───── DOCUMENT

Au nord de la Toscane, deux villes, Parme et Plaisance, avaient été démembrées, en 1545, de l'état romain et érigées en principauté par le pape Paul III en faveur de Farnèse son fils. Le nouvel état, malgré le scandale attaché à sa fondation, subsista comme fief héréditaire concédé par l'église jusqu'à l'extinction de la maison de Farnèse, en 1731.

Le règne de Charles-Quint est l'époque d'une régénération politique de l'ordre illustre de Saint-Jean de Jérusalem; dépouillés de l'île de Rhodes par Soliman-le-Grand, ses membres avaient trouvé un réfuge à Viterbe, dans les états, romains. L'empereur leur concéda, en 1530, l'île de Malthe à titre de fief noble, franc et libre de la couronne des DeuxSiciles (2). Dans ce séjour, l'ordre peut être considéré comme un nouvel état qui vient encore ajouter à la bizarre diversité des principautés italiennes.

L'époque précédente a vu grandir Venise, et Gênes succomber; c'est le contraire que nous présente l'époque actuelle. Le génie d'André Doria chasse les Français des rives liguriennes en 1528. L'indépendance est glorieusement reconquise. Douze personnes, choisies par les conseils de celui à qui l'on vient de décerner le titre de Père de la patrie, organisent un nouveau gouvernement. Les fonctions du doge dureront deux ans; on dresse des listes des familles qui pourront aspirer à faire partie du grand conseil; on prend toutes les précautions susceptibles d'empêcher le retour des trou

(1) Lunig, code diplom. ital., tom. I..

(2) L'abbé de Vertot, hist. de Malthe, tom. III.

──────────
───── DONNÉES À TRAITER

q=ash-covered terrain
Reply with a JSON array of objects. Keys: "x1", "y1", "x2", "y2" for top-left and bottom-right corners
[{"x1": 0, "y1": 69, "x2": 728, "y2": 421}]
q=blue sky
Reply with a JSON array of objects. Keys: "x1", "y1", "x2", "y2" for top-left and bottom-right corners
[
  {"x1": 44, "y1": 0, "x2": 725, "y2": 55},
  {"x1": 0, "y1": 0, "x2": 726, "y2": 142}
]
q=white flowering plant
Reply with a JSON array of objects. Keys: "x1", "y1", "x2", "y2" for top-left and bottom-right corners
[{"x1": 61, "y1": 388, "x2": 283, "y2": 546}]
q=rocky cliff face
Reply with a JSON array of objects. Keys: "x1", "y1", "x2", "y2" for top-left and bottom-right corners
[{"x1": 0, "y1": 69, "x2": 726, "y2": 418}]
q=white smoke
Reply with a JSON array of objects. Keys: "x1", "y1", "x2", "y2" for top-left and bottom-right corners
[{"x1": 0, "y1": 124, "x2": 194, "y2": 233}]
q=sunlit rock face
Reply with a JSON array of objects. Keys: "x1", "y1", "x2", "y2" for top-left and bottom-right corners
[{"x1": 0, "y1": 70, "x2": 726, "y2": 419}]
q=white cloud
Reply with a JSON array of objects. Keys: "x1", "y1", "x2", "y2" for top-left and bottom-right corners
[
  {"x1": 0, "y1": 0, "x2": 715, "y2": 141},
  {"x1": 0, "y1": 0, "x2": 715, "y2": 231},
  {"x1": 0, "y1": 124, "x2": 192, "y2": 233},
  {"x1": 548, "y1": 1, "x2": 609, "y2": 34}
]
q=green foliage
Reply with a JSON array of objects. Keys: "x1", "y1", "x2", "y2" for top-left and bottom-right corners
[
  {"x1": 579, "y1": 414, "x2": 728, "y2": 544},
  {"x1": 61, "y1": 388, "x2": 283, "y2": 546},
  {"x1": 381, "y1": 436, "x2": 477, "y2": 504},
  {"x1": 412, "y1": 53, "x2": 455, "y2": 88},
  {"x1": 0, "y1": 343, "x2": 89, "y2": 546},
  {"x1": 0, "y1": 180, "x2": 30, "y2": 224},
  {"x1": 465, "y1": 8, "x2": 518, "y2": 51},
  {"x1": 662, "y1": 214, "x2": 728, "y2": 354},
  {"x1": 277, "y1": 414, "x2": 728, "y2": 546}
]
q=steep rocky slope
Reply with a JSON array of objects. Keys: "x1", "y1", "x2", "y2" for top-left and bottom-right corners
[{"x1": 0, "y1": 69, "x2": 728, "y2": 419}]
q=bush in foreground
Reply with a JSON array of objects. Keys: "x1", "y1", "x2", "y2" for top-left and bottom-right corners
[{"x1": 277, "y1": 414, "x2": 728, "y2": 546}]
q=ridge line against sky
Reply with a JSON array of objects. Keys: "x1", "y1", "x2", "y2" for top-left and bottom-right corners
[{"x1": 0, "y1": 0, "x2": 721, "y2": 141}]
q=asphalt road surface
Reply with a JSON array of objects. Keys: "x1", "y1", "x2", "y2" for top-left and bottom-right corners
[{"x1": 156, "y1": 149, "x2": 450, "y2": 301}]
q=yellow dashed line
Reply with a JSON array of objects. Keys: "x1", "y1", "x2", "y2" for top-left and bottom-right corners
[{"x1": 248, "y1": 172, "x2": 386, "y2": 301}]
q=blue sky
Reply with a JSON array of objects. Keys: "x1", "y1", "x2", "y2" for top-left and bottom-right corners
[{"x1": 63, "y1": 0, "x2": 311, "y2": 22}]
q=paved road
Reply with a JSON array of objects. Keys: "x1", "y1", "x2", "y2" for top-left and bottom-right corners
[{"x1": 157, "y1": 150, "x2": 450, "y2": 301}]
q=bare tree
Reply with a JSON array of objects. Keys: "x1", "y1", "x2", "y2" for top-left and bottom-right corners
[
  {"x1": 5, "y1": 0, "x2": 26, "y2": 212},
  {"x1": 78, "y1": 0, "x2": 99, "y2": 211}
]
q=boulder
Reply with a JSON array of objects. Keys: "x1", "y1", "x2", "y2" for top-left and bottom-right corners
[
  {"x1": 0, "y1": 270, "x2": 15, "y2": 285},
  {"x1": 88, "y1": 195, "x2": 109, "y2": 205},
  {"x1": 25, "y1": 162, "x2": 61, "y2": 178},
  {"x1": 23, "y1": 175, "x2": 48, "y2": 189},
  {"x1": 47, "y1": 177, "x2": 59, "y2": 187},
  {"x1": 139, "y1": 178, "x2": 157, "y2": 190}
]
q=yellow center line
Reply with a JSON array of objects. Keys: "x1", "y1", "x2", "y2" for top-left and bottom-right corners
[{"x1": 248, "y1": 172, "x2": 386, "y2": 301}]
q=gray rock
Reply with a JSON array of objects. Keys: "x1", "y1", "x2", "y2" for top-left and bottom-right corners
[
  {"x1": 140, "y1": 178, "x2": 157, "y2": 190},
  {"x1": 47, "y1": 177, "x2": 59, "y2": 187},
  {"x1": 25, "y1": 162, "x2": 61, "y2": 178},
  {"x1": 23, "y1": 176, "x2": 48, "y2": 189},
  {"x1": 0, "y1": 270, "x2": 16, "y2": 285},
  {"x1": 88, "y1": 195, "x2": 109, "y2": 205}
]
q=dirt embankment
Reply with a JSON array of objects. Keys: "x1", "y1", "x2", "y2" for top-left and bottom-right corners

──────────

- EXERCICES PROPOSÉS -
A) Réécrivez plus brièvement le paragraphe du document qui commence par « Au nord de la Toscane » en conservant ses faits essentiels.
B) Recopiez les enregistrements depuis la ligne contenant « q=gray rock » jusqu'à la fin des enregistrements, en substituant « upper-left » à « top-left » sans rien modifier d'autre.
Ces enregistrements n'ont aucun lien avec le document.

- SOLUTIONS PAR EXERCICE -
A) En 1545, le pape Paul III détacha Parme et Plaisance, au nord de la Toscane, de l'état romain pour en faire une principauté au profit de son fils Farnèse. Malgré le scandale de sa fondation, ce fief héréditaire concédé par l'église subsista jusqu'à l'extinction de la maison de Farnèse, en 1731.

B)
q=gray rock
Reply with a JSON array of objects. Keys: "x1", "y1", "x2", "y2" for upper-left and bottom-right corners
[
  {"x1": 140, "y1": 178, "x2": 157, "y2": 190},
  {"x1": 47, "y1": 177, "x2": 59, "y2": 187},
  {"x1": 25, "y1": 162, "x2": 61, "y2": 178},
  {"x1": 23, "y1": 176, "x2": 48, "y2": 189},
  {"x1": 0, "y1": 270, "x2": 16, "y2": 285},
  {"x1": 88, "y1": 195, "x2": 109, "y2": 205}
]
q=dirt embankment
Reply with a JSON array of objects. Keys: "x1", "y1", "x2", "y2" for upper-left and bottom-right corners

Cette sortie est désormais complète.